■ What is required ■
Return the lines in the records below verbatim, beginning with the line containing "Task: pick out number" and ending with the line containing "<point>243,121</point>", both included.

* start *

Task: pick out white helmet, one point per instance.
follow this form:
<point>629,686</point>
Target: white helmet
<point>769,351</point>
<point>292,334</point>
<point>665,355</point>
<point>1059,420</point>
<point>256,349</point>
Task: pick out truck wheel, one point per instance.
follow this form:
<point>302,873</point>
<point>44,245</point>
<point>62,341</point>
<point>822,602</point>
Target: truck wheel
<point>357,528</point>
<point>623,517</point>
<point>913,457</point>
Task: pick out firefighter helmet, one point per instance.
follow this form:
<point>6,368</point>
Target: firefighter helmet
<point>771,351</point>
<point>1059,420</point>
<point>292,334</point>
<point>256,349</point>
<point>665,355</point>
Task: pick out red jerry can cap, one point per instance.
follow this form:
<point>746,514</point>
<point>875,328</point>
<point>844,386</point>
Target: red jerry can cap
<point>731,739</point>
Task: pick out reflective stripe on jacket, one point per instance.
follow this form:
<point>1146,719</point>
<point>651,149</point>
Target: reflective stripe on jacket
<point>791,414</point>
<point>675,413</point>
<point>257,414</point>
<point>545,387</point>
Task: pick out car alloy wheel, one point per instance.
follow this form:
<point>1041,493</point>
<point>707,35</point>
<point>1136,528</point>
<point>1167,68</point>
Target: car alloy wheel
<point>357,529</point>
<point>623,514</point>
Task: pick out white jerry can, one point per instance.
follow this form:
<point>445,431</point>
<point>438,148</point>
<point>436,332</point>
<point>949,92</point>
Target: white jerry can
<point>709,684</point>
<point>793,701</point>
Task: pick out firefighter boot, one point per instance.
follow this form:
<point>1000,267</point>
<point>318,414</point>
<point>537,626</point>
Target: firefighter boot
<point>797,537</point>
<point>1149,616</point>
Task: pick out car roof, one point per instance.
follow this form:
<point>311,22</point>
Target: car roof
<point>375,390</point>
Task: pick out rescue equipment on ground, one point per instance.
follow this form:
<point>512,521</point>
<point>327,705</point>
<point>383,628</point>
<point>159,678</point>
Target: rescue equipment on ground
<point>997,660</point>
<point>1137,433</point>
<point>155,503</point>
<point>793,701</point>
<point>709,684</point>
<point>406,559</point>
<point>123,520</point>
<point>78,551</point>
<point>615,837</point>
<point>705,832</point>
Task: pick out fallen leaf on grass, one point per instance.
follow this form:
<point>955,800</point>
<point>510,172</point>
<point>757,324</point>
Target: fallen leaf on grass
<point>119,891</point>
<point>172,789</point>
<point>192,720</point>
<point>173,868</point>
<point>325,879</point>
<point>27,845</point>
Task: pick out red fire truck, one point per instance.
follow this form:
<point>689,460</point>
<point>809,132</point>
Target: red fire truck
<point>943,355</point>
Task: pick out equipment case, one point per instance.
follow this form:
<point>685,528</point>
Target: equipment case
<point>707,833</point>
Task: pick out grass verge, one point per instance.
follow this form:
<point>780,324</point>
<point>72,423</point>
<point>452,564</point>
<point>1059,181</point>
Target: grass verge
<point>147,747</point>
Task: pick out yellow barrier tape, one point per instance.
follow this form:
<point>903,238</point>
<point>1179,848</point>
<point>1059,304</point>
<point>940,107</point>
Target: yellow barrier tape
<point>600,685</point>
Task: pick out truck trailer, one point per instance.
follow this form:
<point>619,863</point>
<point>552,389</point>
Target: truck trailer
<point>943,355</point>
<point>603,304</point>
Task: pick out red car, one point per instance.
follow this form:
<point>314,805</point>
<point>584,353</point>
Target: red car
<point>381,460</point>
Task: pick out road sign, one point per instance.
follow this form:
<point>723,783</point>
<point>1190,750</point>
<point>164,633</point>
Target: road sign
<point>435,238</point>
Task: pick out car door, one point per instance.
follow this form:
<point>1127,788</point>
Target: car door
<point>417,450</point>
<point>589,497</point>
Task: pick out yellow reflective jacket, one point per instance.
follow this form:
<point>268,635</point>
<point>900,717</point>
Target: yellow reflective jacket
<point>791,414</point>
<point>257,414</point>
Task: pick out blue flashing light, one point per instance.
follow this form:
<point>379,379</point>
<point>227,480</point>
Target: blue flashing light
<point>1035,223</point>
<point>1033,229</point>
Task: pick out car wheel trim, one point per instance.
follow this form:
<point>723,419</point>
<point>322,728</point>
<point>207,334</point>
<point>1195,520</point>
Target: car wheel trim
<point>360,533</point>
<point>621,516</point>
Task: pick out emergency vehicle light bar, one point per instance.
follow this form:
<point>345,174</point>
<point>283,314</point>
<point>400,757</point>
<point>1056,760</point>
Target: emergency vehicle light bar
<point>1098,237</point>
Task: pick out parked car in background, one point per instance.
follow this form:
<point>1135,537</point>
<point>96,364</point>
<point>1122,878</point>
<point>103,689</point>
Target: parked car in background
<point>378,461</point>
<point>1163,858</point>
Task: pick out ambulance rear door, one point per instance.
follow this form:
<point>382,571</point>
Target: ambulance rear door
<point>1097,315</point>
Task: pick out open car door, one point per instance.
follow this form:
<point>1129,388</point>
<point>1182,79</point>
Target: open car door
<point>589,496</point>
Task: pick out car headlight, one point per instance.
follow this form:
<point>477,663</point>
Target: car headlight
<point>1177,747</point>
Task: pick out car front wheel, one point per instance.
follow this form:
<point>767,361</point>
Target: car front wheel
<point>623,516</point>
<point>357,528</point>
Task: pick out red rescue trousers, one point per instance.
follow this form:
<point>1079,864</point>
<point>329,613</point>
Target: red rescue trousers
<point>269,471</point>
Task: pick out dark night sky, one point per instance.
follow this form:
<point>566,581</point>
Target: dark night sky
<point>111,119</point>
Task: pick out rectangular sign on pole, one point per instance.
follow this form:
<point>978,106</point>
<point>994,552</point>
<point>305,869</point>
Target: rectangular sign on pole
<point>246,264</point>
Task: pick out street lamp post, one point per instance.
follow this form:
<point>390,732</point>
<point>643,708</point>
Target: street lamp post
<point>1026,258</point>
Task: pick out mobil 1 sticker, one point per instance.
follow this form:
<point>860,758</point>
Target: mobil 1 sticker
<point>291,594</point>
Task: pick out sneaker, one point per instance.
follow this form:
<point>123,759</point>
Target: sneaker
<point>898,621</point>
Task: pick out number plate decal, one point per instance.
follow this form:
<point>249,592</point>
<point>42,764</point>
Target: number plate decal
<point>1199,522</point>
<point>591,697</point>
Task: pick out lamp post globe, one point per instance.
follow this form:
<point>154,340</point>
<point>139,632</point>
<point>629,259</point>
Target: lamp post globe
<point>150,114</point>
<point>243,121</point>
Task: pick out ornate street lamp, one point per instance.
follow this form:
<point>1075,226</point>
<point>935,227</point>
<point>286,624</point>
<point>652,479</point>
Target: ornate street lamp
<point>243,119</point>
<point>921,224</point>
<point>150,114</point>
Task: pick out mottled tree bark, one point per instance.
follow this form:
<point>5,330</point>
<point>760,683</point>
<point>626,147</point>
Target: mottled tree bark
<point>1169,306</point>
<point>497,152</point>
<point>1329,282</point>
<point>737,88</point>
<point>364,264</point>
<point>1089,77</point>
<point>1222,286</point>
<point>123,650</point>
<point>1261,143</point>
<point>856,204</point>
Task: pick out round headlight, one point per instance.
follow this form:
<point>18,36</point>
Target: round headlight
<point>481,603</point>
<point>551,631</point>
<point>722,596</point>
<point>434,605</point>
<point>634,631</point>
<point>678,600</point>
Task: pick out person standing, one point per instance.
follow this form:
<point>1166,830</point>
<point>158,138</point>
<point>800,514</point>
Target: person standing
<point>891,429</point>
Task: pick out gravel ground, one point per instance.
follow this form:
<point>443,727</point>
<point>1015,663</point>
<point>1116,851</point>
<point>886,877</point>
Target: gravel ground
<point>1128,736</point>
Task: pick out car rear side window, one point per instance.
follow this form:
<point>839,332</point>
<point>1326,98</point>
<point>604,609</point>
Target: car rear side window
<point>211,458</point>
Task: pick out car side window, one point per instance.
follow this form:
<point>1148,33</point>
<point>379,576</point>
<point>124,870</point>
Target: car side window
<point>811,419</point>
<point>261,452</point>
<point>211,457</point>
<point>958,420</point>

* end *

■ The answer ■
Task: pick out number plate decal, one point per instance.
follow this form:
<point>249,592</point>
<point>42,764</point>
Target: number plate decal
<point>1199,522</point>
<point>591,697</point>
Task: pick out lamp post globe, one point per instance.
follow this form:
<point>154,340</point>
<point>139,632</point>
<point>629,259</point>
Target: lamp post globe
<point>150,114</point>
<point>243,121</point>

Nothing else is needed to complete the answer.